** Problem details **
Reproduce verbatim the item lines below, beginning with the line containing "find | metal buckle" and continuing through the line containing "column 76, row 230", with both of those lines included.

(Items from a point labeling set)
* start *
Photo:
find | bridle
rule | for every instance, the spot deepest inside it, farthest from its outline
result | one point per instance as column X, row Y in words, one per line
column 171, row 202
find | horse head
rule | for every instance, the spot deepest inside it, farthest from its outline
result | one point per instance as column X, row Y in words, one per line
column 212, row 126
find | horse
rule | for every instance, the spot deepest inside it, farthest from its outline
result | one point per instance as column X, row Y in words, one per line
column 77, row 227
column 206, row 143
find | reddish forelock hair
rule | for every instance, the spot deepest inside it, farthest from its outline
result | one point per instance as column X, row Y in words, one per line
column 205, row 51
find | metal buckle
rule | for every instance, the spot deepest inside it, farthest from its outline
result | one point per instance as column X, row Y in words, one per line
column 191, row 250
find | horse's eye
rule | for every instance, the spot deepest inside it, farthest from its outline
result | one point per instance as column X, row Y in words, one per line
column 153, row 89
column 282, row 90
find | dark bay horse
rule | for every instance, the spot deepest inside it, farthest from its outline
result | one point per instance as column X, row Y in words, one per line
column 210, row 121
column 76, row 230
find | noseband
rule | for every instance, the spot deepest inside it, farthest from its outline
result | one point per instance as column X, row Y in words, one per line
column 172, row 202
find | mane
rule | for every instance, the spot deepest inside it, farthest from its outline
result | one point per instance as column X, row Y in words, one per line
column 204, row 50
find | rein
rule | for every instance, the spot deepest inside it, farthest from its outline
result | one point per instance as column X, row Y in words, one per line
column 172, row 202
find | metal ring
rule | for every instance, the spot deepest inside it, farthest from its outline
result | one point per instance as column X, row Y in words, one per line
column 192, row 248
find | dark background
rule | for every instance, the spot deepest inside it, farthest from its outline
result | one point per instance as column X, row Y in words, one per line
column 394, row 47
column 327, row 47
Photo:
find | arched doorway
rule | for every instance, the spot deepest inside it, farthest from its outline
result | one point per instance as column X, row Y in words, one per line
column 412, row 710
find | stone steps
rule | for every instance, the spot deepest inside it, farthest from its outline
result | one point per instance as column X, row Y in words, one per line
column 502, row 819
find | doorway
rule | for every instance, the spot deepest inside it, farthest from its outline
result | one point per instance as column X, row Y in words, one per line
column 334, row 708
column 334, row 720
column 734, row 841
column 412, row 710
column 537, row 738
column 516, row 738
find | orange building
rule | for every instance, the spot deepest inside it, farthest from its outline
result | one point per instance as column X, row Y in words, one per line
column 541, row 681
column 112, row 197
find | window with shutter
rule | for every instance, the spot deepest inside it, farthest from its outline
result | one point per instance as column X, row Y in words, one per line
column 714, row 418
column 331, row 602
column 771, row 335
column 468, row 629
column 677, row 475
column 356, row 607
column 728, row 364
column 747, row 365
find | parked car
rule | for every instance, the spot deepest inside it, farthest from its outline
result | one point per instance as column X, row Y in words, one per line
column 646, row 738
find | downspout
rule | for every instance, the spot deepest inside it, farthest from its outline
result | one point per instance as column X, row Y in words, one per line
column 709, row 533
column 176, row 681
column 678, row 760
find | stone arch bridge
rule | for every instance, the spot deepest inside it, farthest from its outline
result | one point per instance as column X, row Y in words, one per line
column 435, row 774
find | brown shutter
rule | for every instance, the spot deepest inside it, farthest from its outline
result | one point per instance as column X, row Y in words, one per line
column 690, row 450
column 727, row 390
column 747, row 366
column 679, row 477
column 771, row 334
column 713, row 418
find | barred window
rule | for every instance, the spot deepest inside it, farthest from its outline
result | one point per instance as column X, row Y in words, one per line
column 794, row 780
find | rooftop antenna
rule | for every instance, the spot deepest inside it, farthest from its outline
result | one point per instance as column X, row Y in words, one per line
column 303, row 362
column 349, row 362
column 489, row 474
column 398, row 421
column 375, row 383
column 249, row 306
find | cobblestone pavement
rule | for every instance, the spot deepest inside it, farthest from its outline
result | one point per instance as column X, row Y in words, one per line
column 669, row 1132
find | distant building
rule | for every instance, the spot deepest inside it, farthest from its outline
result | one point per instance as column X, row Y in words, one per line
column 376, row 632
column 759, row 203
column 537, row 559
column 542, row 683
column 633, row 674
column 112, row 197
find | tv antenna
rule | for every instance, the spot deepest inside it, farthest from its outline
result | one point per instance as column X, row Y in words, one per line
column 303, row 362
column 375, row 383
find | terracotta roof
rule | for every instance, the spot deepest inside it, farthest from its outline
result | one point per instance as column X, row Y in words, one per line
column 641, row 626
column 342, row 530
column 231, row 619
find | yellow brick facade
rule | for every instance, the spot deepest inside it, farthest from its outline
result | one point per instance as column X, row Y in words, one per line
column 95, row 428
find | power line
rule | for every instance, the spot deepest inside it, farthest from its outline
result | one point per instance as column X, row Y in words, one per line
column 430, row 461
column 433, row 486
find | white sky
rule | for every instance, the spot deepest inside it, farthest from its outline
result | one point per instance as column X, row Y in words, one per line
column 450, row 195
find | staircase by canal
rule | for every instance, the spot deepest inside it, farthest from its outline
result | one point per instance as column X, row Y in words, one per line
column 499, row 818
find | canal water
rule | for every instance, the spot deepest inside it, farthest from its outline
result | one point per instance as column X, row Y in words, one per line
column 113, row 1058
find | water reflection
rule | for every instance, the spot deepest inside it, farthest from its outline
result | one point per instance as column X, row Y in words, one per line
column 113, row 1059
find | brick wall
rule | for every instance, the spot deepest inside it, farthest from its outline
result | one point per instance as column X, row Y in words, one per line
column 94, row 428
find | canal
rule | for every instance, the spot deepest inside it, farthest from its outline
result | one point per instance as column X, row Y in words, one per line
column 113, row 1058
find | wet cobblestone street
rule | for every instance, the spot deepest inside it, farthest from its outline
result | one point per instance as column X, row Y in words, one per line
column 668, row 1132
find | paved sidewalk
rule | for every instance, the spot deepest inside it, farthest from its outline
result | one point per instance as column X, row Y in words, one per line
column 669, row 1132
* end *
** Finished exercise **
find | metal buckle
rule | for every instance, the spot deepest inside it, farthest from its outline
result | one point per instance as column X, row Y in words, one per line
column 191, row 250
find | horse's eye
rule | for every instance, the spot deepest inside it, farthest from its outline
result | one point per instance as column X, row Y in words, one per line
column 153, row 89
column 282, row 90
find | dark bay horse
rule | for every instance, the spot deepest inside it, farthest from its outline
result | one point per instance as column X, row Y in words, one per line
column 210, row 121
column 76, row 230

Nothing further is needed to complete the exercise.